• _TEXT_
*** Block opens ***

Over the last 43 years, the Rohingya have faced disenfranchisement, forced deportation, genocide and mass physical and psychological abuse at the hands of Myanmar’s militias and indirectly, the international community who refuses to step in to protect the Rohingya people. Rohingya women have faced a uniquely horrific suffering throughout this crisis as victims of mass orchestrated rape and sexual violence.
In 1977, the Rohingya people, an ethnic group residing in Burma (present day Myanmar) who are primarily Islamic, were stripped of rights and citizenship, thus beginning an age of forced displacement for the Rohingya. Most recently, in 2017 after a clash between Rohingya forces and a Myanmar militia, extreme violence against the Rohingya resurfaced, forcing over 530,000 Rohingya out of the Rakhine state and into Bangladesh. In Myanmar’s genocidal operation against the Rohingya people in 2017, Rohingya women were victims of systematically targeted sexual violence.

*** Block closes ***

• _INPUT DATA_

*** Block opens ***

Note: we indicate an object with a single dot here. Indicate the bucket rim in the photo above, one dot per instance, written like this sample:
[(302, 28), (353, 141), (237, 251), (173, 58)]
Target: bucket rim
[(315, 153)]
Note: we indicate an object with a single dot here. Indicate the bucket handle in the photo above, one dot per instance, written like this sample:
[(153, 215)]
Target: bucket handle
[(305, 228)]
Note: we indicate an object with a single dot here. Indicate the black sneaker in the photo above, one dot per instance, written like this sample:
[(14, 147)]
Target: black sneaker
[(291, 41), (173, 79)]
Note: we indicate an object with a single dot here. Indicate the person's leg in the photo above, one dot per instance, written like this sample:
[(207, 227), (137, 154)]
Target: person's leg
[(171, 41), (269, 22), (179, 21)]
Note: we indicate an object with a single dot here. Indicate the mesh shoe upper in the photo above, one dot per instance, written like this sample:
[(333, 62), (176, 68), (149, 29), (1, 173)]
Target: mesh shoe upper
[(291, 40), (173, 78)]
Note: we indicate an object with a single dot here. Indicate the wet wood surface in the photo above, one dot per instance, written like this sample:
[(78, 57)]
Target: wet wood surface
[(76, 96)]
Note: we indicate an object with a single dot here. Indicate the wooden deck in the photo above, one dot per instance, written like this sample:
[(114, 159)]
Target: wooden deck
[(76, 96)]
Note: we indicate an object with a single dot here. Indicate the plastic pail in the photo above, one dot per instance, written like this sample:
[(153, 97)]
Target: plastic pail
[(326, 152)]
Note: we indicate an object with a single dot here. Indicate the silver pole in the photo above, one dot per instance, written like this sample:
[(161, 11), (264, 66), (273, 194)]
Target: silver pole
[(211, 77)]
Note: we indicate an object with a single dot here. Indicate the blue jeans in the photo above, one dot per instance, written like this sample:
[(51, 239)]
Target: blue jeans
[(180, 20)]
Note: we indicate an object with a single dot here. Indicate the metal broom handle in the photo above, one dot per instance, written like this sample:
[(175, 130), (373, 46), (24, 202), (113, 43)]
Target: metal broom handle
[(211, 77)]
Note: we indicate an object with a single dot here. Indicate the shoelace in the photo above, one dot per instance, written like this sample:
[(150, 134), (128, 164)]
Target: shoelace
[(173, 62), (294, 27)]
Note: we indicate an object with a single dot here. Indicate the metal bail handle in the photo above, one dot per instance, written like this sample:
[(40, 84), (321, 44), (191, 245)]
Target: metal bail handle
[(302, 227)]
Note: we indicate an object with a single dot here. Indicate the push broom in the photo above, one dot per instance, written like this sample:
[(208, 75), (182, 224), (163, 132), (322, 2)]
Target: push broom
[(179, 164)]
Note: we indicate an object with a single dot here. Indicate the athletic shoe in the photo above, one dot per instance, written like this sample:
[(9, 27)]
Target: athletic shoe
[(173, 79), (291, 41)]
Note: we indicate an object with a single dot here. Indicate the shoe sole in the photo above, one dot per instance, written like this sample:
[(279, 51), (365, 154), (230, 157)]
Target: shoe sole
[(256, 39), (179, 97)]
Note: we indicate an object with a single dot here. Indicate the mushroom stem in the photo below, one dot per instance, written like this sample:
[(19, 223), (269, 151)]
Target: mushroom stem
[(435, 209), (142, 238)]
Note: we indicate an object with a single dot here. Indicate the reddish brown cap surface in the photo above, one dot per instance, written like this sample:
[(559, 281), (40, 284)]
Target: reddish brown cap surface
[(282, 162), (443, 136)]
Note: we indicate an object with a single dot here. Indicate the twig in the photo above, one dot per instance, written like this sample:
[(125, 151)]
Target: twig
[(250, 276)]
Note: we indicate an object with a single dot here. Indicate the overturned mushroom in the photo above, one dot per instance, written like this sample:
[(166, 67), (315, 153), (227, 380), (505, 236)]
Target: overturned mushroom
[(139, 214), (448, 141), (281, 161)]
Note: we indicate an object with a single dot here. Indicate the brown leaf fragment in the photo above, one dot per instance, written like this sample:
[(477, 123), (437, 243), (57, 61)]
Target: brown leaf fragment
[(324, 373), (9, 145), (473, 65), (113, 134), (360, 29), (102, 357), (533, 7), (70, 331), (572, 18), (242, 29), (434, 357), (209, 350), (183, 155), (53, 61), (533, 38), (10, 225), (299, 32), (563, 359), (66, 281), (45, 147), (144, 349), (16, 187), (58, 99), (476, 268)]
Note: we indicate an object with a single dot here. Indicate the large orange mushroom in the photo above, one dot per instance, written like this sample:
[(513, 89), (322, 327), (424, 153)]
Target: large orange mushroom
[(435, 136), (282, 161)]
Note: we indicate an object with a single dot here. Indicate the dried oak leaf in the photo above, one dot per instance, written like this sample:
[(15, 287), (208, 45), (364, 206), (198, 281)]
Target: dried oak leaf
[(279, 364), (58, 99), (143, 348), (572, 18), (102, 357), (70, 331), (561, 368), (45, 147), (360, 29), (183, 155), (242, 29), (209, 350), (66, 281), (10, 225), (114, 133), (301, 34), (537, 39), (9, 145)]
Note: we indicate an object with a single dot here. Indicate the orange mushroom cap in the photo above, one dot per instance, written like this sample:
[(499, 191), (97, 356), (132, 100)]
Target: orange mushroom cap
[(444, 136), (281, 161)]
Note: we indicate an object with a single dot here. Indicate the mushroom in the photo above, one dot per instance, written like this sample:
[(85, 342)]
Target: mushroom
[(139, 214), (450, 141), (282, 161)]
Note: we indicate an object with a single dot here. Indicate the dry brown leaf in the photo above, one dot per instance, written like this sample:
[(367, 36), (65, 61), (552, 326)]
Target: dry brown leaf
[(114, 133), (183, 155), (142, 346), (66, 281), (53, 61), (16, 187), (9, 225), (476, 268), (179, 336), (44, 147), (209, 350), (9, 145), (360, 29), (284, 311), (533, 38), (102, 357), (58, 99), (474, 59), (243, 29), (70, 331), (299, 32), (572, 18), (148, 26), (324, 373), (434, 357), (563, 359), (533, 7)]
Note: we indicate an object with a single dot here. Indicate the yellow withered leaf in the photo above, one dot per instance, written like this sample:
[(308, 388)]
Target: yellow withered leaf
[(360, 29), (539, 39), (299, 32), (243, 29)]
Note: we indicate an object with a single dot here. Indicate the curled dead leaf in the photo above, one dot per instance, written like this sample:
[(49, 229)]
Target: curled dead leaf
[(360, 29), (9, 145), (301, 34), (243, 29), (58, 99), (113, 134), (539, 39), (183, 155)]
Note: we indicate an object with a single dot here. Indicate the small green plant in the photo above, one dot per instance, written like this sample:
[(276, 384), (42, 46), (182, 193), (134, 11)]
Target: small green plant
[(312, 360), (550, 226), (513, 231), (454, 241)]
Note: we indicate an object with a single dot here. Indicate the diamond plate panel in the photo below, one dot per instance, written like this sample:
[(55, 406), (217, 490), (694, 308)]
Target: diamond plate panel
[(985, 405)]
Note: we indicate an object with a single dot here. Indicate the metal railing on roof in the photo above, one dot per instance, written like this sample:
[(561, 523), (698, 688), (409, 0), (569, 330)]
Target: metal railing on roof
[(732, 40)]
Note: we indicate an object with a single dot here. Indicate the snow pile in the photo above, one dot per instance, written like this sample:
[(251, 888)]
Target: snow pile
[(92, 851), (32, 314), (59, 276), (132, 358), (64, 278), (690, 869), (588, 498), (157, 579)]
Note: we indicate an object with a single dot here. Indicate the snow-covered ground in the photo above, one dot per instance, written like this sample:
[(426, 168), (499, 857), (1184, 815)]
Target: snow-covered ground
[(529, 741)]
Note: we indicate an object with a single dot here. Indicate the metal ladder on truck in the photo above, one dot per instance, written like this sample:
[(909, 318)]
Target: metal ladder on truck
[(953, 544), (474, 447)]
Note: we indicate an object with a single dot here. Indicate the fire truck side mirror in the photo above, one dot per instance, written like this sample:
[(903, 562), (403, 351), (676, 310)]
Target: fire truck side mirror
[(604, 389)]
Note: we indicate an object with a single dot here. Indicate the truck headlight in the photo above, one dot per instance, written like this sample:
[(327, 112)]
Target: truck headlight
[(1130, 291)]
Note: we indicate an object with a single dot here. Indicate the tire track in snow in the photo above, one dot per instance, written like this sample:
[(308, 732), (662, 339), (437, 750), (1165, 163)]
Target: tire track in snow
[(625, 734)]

*** Block closes ***

• _ACTIONS TO TAKE_
a) In the text on the Rohingya, revise the passage that begins at the words "In 1977, the" and stops after "targeted sexual violence.", replacing "clash" with "confrontation".
b) According to the first sentence of the Rohingya text, what have the Rohingya faced over the last 43 years?

• _RESPONSES PER TASK_
a)
In 1977, the Rohingya people, an ethnic group residing in Burma (present day Myanmar) who are primarily Islamic, were stripped of rights and citizenship, thus beginning an age of forced displacement for the Rohingya. Most recently, in 2017 after a confrontation between Rohingya forces and a Myanmar militia, extreme violence against the Rohingya resurfaced, forcing over 530,000 Rohingya out of the Rakhine state and into Bangladesh. In Myanmar’s genocidal operation against the Rohingya people in 2017, Rohingya women were victims of systematically targeted sexual violence.

b)
- disenfranchisement
- forced deportation
- genocide
- mass physical and psychological abuse